_Extrait du texte_:
####

Il y a quelques années, une de mes missions consistait à créer des comptes sur un ENT pour les élèves de collèges des Pyrénées-Atlantiques. Naturellement, j’avais écrit un petit programme qui, à partir d’un fichier de tableur, générait l’identifiant de l’élève sur l’ENT, puis créait son compte, et l’inscrivait dans un groupe qui correspondait à sa classe. Les établissements devaient donc me fournir un fichier de tableur, organisé selon quelques colonnes, avec un élève par ligne :

Classe, nom, prénom

Mon programme lisait ces fichiers, ligne par ligne, générait, à chaque ligne, l’identifiant de l’élève (par exemple en prenant la première lettre du prénom et les 8 première lettres du nom), créait le compte, ajoutait l’élève au groupe déterminé par sa classe.

Or beaucoup d’établissements me transmettaient des fichiers qui ne respectaient pas ce modèle. Par exemple, leur fichier comportait une première ligne qui ne comprenait que la classe, suivi de la liste des 30 élèves de cette classe, sans mentionner leur classe, puis une ligne correspondant à la classe suivante etc. Ou alors, ils m’envoyaient un fichier dans lequel les prénoms et les noms étaient dans une même cellule.

####

_Exercice écrit A_: Traduisez en anglais cette phrase du texte sur la création de comptes ENT : « Or beaucoup d’établissements me transmettaient des fichiers qui ne respectaient pas ce modèle. »
_Exercice écrit B_: D'après le texte sur la création de comptes ENT, quelles colonnes le fichier de tableur fourni par les établissements devait-il comporter ?
_Exercice écrit C_: Rédigez la suite du texte sur la création de comptes ENT, en reprenant après sa dernière phrase.
Le listing qui suit est un matériau indépendant de ce texte.

_Extrait de données_:
####

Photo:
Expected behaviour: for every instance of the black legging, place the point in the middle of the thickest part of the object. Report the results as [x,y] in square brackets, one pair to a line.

####

_Bonne réponse A_: However, many schools sent me files that did not follow this template.

_Bonne réponse B_: Classe, nom, prénom.

_Bonne réponse C_:
En somme, ces fichiers étaient parfaitement compréhensibles pour un humain, mais inutilisables pour un ordinateur. Heureusement, je servais d’interface entre les personnes qui créaient ces fichiers et la machine, et je disposais des outils pour régler ces problèmes. Si cette interface n’avait pas existé, ces utilisateurs auraient été confrontés à des messages d’erreur ou des fonctionnements imprévus, sans forcément comprendre d’où venait le problème.

Ce qui leur manquait était la connaissance de base pour pouvoir se faire comprendre d’un ordinateur : structurer ses données.

Un autre exemple : presque personne n’utilise les styles dans un traitement de textes. Cela me frappe particulièrement avec les stagiaires avec lesquels je suis amené à travailler. Un étudiant de 2014 a pourtant déjà eu l’occasion de produire souvent des documents numériques relativement longs : dossiers de TPE au lycée, mémoires, notes et travaux de recherche variés, rapports de stages… Les styles sont pourtant extrêmement utiles pour produire un tel document : ils permettent d’avoir une vision du plan d’un document, d’en manipuler le plan sans avoir à se préoccuper du contenu des différentes parties, de générer automatiquement un sommaire, d’uniformiser la présentation (et la modifier rapidement) etc. Qu’une personne de mon âge ne connaisse pas cette fonction, cela peut se concevoir, puisque nous n’avons jamais appris à utiliser ce genre d’outils, mais qu’un jeune, qui a le B2i (l’utilisation des styles dans un traitement de textes fait pourtant partie des items de ce brevet), ne l’utilise pas, cela dépasse mon entendement…

Ce qui manque à ces utilisateurs de traitements de texte est encore une connaissance de base (à peu près la même que dans l’exemple précédent) : savoir structurer ses données sémantiquement, c’est-à-dire selon leur sens, pour qu’un ordinateur puisse comprendre ce sens (« cette partie de texte est un titre, cette autre partie est un paragraphe »).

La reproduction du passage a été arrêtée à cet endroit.